TASK DIRECTIONS: Reproduce the data below word for word, starting at the line that contains "the red and" and continuing through the line that contains "x=198 y=446", with both of those lines included.

**********

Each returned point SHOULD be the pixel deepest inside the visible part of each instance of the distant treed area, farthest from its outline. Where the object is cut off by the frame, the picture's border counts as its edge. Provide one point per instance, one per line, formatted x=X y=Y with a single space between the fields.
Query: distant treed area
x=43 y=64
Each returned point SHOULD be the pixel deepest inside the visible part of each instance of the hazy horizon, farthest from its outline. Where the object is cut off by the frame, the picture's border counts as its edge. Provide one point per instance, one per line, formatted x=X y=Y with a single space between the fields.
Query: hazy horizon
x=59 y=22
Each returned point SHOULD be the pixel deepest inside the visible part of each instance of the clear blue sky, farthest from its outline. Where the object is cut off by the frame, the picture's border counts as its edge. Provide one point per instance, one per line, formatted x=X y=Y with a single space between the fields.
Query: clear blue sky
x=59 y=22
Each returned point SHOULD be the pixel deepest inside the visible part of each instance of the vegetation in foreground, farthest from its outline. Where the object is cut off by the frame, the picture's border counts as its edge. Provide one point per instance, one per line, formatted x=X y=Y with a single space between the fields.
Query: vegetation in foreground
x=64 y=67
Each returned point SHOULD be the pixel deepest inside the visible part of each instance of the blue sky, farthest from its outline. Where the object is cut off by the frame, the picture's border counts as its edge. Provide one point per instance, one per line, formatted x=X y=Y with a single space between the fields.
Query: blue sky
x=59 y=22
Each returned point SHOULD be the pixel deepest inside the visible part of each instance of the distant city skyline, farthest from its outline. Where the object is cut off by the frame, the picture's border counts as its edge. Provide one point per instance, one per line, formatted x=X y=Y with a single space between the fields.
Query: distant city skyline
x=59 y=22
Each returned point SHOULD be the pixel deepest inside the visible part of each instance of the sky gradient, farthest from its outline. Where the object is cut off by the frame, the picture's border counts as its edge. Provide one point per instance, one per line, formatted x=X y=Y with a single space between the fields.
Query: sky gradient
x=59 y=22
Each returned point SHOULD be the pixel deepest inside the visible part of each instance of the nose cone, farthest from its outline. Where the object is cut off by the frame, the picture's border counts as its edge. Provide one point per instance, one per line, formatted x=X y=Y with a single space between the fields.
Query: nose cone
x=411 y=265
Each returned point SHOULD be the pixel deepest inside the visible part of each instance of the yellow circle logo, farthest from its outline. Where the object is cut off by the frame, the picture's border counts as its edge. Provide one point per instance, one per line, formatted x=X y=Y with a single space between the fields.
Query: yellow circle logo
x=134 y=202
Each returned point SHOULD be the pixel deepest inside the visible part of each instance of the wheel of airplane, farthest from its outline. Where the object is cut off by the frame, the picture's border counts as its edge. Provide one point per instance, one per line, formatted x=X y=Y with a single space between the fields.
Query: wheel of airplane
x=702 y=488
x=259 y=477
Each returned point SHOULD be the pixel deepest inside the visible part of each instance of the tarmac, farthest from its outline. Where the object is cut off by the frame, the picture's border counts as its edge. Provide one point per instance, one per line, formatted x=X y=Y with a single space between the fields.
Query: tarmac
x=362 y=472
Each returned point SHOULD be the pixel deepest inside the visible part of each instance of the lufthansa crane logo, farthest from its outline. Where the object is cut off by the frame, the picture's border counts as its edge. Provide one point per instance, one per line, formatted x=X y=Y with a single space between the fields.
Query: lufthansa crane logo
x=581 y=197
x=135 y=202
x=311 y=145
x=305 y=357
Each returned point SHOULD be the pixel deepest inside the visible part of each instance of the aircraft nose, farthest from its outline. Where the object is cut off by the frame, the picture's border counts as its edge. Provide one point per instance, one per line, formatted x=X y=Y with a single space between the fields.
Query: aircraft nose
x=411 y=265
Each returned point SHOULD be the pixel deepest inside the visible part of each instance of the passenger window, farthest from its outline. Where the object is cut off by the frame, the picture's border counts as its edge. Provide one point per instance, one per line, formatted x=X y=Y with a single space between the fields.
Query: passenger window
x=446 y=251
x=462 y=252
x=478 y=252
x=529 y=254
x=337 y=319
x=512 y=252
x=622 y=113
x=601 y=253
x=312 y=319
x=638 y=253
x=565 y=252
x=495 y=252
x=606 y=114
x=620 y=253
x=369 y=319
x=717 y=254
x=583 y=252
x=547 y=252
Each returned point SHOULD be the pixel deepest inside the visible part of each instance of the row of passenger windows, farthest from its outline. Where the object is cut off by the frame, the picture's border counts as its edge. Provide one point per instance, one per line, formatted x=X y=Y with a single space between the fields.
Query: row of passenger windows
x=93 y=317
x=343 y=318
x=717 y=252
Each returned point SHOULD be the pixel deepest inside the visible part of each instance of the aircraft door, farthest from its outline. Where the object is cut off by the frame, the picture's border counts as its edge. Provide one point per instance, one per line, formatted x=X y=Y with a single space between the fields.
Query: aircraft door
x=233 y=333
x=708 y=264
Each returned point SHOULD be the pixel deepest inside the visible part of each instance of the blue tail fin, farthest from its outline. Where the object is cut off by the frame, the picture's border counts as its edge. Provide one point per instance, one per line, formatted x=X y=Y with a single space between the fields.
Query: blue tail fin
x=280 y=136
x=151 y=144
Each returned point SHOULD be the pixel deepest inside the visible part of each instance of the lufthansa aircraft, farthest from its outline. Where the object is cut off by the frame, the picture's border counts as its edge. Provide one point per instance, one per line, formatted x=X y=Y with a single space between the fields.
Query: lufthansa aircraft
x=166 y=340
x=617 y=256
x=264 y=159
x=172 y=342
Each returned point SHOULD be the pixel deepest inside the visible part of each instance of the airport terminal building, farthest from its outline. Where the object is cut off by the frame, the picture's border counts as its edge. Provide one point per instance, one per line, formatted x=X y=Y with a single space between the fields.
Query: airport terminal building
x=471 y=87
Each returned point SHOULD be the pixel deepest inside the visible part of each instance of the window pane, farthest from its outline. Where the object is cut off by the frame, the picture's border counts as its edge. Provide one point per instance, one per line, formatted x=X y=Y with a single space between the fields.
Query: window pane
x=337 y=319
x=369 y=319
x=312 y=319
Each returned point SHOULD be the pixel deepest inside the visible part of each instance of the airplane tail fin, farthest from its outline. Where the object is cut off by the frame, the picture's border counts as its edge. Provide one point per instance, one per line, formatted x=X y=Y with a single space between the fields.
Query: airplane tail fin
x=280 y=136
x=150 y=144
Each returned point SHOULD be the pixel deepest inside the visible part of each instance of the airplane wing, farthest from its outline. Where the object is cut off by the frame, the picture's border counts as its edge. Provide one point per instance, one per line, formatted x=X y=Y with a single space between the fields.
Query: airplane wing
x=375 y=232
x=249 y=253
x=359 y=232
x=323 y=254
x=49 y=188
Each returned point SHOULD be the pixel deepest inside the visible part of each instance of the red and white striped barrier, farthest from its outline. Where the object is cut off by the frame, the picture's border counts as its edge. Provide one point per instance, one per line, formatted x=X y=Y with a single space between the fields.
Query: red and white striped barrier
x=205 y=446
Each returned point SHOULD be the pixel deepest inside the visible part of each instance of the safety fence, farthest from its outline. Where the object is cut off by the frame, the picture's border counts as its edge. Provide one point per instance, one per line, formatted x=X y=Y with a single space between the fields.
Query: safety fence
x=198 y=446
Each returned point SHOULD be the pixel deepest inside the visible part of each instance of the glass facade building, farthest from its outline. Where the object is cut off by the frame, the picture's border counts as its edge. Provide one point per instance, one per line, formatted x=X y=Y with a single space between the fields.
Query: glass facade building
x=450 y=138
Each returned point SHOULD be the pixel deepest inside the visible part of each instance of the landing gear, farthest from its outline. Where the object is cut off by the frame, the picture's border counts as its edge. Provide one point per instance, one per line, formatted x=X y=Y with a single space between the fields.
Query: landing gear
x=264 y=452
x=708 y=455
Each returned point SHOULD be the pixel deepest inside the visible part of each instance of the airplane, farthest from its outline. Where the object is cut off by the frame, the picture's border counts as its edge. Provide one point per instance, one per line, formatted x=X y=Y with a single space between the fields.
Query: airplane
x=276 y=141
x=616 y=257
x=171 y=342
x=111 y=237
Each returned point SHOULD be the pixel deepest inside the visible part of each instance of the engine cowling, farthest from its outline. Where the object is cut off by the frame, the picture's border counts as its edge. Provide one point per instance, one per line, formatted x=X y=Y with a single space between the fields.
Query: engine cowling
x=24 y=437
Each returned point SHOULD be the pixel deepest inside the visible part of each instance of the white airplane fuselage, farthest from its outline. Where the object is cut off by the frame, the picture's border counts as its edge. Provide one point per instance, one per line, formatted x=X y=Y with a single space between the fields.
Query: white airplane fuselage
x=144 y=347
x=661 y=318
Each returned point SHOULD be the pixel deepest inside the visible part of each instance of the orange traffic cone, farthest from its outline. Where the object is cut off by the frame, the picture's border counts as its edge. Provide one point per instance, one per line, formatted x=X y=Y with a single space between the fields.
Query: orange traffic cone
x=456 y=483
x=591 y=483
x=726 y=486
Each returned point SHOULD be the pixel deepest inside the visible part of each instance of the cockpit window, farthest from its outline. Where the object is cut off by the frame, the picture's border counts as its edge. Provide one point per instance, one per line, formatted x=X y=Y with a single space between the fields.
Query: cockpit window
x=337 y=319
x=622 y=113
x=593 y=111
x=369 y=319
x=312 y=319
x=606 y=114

**********

FULL ANSWER:
Each returned point SHOULD be the pixel deepest inside the visible part of each instance of the red and white striped barrier, farthest from its outline. Where the object is cut off by the frame, the picture's border counts as its edge. Provide one point per instance, one per line, formatted x=X y=Y with a single space between the fields.
Query: red and white striped barrier
x=205 y=446
Each returned point SHOULD be the pixel deepest inside the visible part of each instance of the safety fence, farthest from its outline. Where the object is cut off by the frame, the picture's border counts as its edge. Provide one point per instance, one per line, formatted x=X y=Y with a single space between the fields.
Query: safety fence
x=198 y=446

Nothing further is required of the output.